### ページ本文

• • •

ブログ雑記

感じることを、そのままに・・・

じいちゃんの戦争

2015-10-06 11:07:04 | Weblog
戦後70年、厳しい嫌な時代を思い出しながら孫に戦争の話をした。

「じいちゃんは、戦争を知っているの」
「そうだね、じいちゃんが一才になって直ぐ太平洋戦争が始まったんだ。でもね・・七十年たっても、ひどく惨めな戦争中の生活は昨日の出来事のようにハッキリとおぼえている。本当に恐ろしくてたまらなかったんだ。」
 「じいちゃん、戦争ってそんなに怖いの」
「そうさ、テレビのニュースやアニメの戦争とはちがうんだ、じいちゃんは人と人が爆弾や鉄砲で殺し合う中にいたんだ、怖かった。」
 「ぼくはアニメの戦争ゲームをよくするよ」

• • •

### 抽出情報
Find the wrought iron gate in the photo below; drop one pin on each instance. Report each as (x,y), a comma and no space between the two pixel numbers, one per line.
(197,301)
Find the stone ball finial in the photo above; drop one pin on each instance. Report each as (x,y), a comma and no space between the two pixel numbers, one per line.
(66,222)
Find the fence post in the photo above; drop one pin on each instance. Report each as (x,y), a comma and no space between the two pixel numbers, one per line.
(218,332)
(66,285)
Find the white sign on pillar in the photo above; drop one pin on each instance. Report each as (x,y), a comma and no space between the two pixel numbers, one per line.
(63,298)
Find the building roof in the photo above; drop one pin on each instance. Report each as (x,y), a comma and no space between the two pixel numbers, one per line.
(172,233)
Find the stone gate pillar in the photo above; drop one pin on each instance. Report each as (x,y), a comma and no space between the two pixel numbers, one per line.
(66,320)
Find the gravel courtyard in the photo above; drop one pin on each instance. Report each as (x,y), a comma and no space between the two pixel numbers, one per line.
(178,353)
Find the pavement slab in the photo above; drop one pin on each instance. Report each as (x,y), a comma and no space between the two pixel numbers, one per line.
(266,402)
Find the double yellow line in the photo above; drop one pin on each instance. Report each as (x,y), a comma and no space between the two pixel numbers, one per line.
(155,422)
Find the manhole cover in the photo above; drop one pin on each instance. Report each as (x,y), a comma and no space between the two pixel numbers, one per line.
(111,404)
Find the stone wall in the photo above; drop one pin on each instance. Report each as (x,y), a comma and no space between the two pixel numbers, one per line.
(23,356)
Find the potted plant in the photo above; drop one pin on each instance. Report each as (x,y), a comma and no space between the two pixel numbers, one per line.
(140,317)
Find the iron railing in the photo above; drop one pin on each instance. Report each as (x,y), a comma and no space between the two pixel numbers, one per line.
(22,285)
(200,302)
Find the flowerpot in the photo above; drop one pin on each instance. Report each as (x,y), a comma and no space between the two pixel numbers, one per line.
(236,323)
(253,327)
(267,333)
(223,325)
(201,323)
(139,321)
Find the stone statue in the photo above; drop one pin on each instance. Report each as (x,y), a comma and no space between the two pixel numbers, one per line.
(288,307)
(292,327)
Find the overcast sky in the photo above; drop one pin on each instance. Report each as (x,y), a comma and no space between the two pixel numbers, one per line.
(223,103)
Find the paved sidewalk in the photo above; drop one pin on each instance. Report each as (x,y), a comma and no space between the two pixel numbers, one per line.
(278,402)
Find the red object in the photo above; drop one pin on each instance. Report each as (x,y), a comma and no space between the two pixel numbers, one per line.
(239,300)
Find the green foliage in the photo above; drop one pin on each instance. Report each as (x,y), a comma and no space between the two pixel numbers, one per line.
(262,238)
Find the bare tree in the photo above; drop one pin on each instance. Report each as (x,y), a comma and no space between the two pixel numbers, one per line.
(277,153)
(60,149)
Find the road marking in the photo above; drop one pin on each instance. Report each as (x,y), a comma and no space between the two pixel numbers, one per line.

• • •

### 課題
[a] じいちゃんの戦争の文章について、次の問いに答えなさい。
(i) この記事が投稿された日時はいつか。
(ii) 太平洋戦争が始まったとき、じいちゃんは何才になったばかりだったか。
(iii) 孫がよくすると言っているのは何か。
[b] じいちゃんの戦争の文章を、最後の一文の後から書き継ぎなさい。

### 解答
[a]
(i) 2015-10-06 11:07:04
(ii) 一才
(iii) アニメの戦争ゲーム

[b]
 「ゲームだと鉄砲で撃たれても痛くもなく、血も出ないだろう、でもね、本当の戦争はね、飛行機から機関銃で逃げまどう人を的あてゲームのように、ダッダッと弾丸をうつんだ、すると音の度に人が倒れて死んでいったんだ。本当に怖かった。ある時弟をつれて川土手を歩いていると飛行機の爆音と、警戒警報のサイレンが聞こえて無我夢中で手をぎゅっと握って、必死に走って返ったことがあった。弟は泣きながら転ばないように小さな足を弾ませていた。心の中でお母さん、お母さんと叫んでいた。空から降ってくる爆弾はどこに落ちるかわからないからとても怖かった。」
 じいちゃんの顔をじっと見上げていた。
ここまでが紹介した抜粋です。